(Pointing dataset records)
================

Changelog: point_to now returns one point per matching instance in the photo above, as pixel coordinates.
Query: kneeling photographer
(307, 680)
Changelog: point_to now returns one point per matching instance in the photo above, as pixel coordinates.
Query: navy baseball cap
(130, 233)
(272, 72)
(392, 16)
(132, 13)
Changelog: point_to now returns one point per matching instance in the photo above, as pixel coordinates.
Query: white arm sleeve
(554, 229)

================

**Goal of the exercise**:
Copy out the whole listing exactly.

**Exercise output**:
Changelog: point_to now returns one point per matching instance in the photo above, as pixel coordinates.
Query: kneeling photographer
(307, 680)
Changelog: point_to now returns one point per matching instance in the photo above, as pixel coordinates.
Query: navy baseball cap
(130, 233)
(272, 72)
(392, 16)
(132, 13)
Changelog: point_to now returns one point per matching instance in the photo above, as pixel coordinates.
Query: white arm sleeve
(554, 229)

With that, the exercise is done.